---------- Extracted information
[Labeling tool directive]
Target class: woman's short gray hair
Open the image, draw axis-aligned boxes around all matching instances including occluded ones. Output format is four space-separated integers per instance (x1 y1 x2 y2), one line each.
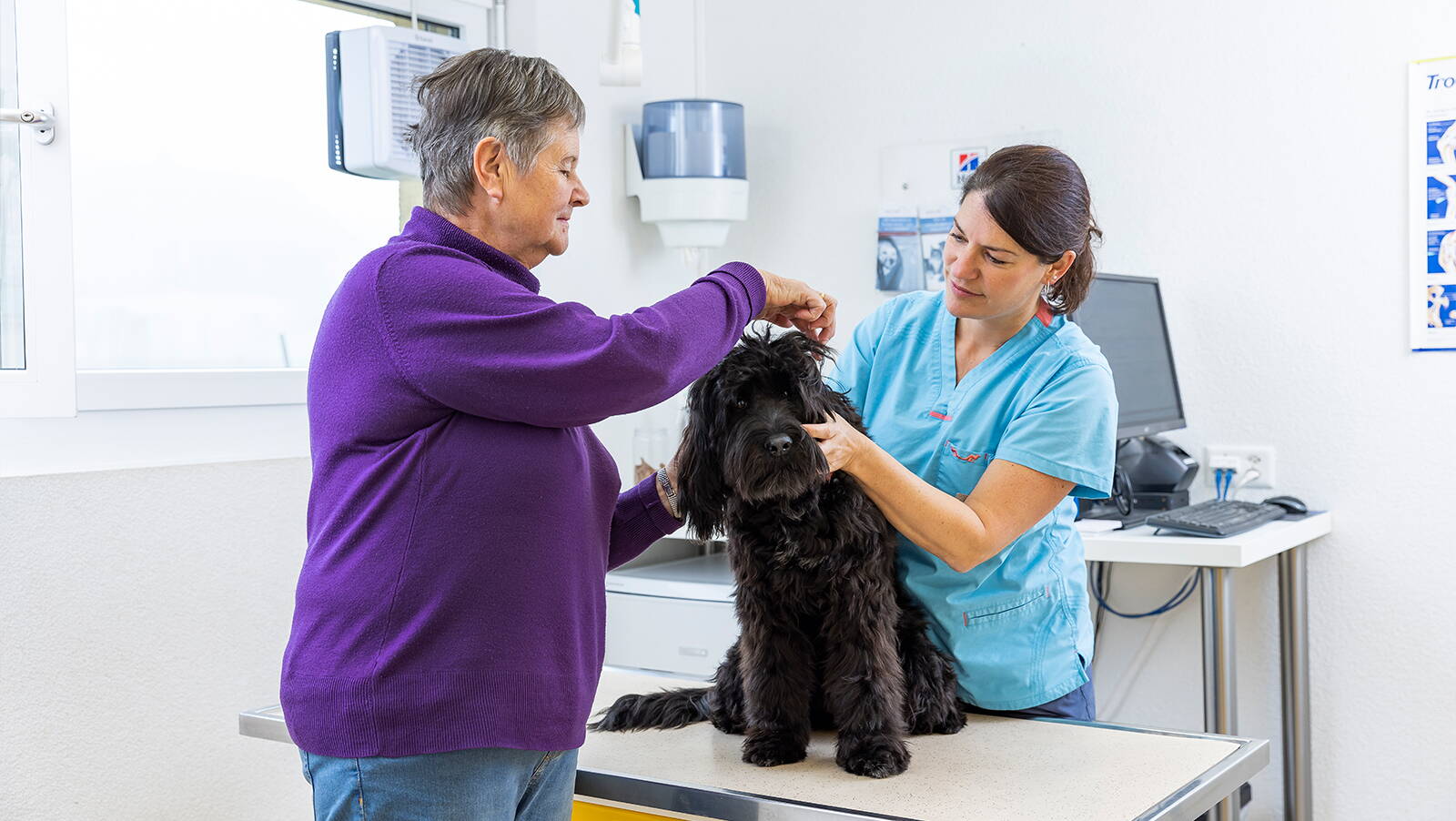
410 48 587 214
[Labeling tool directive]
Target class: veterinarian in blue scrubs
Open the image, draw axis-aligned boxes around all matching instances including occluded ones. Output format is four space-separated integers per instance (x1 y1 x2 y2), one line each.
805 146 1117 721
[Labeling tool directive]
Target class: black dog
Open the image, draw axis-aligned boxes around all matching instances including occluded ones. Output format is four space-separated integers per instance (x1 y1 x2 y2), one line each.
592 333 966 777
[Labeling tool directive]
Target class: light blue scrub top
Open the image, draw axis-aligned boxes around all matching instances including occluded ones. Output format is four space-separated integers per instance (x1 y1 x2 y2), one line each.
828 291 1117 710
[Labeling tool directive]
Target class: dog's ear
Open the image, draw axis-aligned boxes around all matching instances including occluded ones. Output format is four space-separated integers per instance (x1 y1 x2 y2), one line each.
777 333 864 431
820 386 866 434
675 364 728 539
--------------------
---------- Extracted information
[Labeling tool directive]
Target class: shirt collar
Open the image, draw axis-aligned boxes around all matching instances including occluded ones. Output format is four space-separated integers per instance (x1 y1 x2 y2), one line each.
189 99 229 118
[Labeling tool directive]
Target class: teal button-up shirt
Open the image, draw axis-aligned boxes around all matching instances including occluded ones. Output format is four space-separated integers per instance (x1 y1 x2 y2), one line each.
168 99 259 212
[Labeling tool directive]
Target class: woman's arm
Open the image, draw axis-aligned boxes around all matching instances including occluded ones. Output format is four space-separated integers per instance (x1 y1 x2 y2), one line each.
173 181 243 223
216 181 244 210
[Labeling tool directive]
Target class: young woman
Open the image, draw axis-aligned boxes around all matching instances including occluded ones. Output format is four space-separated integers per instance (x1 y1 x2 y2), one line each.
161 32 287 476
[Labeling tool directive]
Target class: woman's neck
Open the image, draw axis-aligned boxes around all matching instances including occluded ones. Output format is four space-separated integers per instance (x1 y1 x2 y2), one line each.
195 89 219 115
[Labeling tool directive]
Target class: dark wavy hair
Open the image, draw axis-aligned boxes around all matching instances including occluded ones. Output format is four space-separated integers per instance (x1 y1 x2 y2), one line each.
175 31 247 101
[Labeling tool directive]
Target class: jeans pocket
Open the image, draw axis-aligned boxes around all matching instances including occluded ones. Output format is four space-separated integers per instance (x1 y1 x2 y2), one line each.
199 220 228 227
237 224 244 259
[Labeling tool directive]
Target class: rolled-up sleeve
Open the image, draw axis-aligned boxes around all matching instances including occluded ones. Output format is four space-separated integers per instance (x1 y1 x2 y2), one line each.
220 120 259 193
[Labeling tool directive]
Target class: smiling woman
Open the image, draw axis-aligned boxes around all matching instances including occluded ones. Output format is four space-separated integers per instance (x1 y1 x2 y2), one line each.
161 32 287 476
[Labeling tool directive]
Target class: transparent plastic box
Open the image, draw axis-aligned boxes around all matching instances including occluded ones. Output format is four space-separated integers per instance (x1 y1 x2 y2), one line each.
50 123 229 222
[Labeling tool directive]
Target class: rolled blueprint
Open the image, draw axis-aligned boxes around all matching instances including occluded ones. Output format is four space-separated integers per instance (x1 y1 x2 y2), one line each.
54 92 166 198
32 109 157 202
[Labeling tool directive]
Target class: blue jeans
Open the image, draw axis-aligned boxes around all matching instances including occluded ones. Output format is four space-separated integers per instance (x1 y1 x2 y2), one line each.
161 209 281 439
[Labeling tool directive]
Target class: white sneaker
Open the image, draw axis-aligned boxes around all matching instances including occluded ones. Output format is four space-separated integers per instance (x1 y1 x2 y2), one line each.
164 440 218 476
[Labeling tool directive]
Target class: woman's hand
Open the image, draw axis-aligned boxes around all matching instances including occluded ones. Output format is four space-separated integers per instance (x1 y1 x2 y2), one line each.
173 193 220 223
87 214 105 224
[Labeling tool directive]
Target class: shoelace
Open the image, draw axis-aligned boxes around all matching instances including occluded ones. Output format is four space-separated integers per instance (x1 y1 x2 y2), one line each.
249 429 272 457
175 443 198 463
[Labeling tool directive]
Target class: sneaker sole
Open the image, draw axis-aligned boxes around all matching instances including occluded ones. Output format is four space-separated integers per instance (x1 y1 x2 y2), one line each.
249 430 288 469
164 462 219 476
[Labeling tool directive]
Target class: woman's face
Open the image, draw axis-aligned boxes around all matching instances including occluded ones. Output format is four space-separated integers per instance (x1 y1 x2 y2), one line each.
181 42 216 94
--------------------
§ Task:
Gather every line in the records that contains the word "shirt", and copy each one out. Treat uppercase and lowercase letters as different when matching.

§ Answer below:
Target class: shirt collar
Target class: teal button-up shirt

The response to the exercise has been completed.